Answer from the excerpt below:
(a) Which four projects' handcrafted assembly does the excerpt say LLVM can't beat by compiling the generic C alternative?
(b) According to the excerpt, what kind of instructions does x264 use, and what does it not use?
(c) Which optimization does the excerpt say is non-trivial to get ICC to apply to matrix multiply?

Text excerpt:
· · · · · · ·
Damnit. No promises but would you consider putting it together if someone paid your company to do it under an academic grant or something? Quite a few academics trying to do things like you've done with small chance that one might go for that.
That's concurrency, throughput, and load-balancing of web servers connected to pipes of certain bandwidth. It's not the same as parallel execution of CPU-bound code on a tiled processor. You could know a lot about one while knowing almost nothing about the other.
That seems analogous to human assembly optimization vs a compiler. But the time to market is greatly reduced, designs can be vetted and a 2.0 that is optimized for frequency can be shipped later.
IIRC, human assembly optimization is unlikely to be better than a modern compiler nowadays. Same thing could very well happen for this "automated flow" if it starts incorporating its own optimization techniques.
That is a myth. Most developers can't beat LLVM. LLVM can't beat the handcrafted assembly in libjpeg-turbo or x264 or openssl or luajit by compiling the generic C alternative.
In response to the other replies: I'm not sure about luajit, but the other two examples involved a programmer hand crafting algorithms around specific special purpose CPU instructions -- vector processing and video compression hardware, if I remember the details of x264 correctly. This is so specialized and architecture specific that it probably doesn't make sense to push it into the compiler.
Speaking from experience, even getting purpose-built compilers like ICC to apply "simple" optimizations like fused-multiply-add to matrix multiply is non-trivial.
Taking jpeg decoding as a concrete example of why modern compilers fall over, you have two high-level choices: (1) the compiler automatically translates a generic program into one that can be vectorized using the instructions on the target platforms. This will probably involve reworking control flow, loops, heap memory layout, malloc calls, etc, and will require changing the compressed / decompressed images in imperceptible to humans ways (the vector instructions often have different precision/rounding properties than non-vector instructions). This is well beyond the state of the art.
(2) Find a programmer that deeply understands the capabilities of all the target architectures and compilers, who will then write in the subset of C/Java/etc that can be vectorized on each architecture.
I think you'll find there are many more assembler programmers than there are people with the expertise to pull off (2), and that using compiler intrinsics is actually more productive anyway.
x264 does not use any video compression hardware. It uses only regular SIMD.
I don't agree that SIMD is so specialized. It is needed where ever you have operation over arrays of items of the same type, including memcmp, memcpy, strchr, unicode encoders/decoders/checkers, operations on pixels, radio or sound samples, accelerometer data, etc.
Compilers have latency and dependency models for specific CPU arch decoders/schedulers/pipelines. Compiler authors agree that compilers should learn to do good autovectorization. But it's hard. So people use assembly.
> human assembly optimization is unlikely to be better than a modern compiler
You said:
> Most developers can't beat LLVM
Then you pointed out some specific examples where a human can be a compiler.
Seem like you two agree, then you go and call what he is a saying "a myth". I think I need some clarification.
Prior to this my understanding was that if the developer provides the compiler good information with type, const, avoids pointer aliasing and in general makes the code easy to optimize that the compiler can do much better than most humans most of the time, but of course a domain expert willing to expend a huge amount of time with all the knowledge the compiler would have can beat the compiler. It just seems that beating the compiler is rarely cost (time, money, people, etc...) efficient.
· · · · · · ·
Source data:
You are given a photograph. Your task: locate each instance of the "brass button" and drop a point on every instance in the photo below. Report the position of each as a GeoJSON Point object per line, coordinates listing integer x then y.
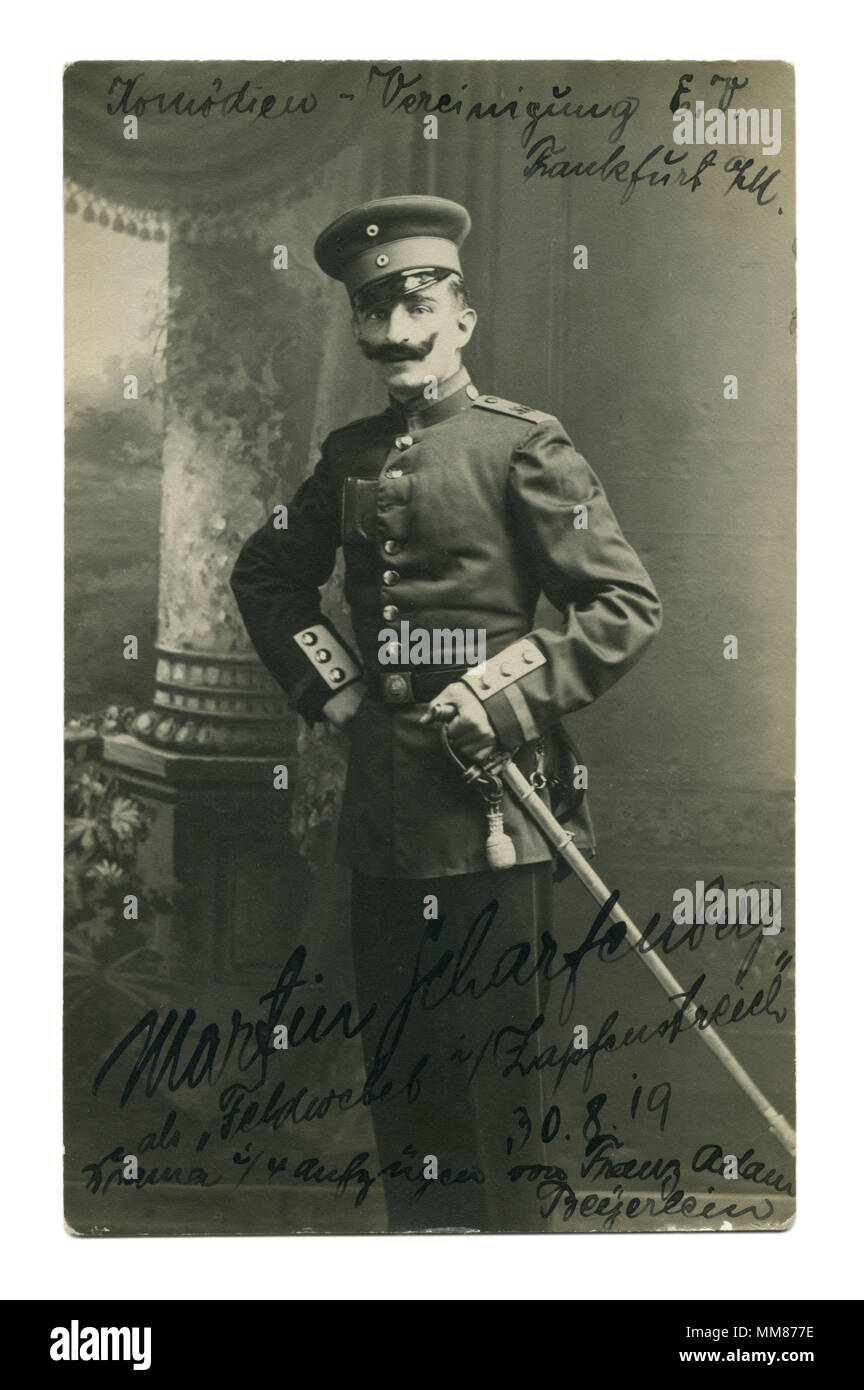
{"type": "Point", "coordinates": [396, 687]}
· · · · · · ·
Task output:
(a) libjpeg-turbo, x264, openssl and luajit.
(b) It uses only regular SIMD and does not use any video compression hardware.
(c) Fused-multiply-add.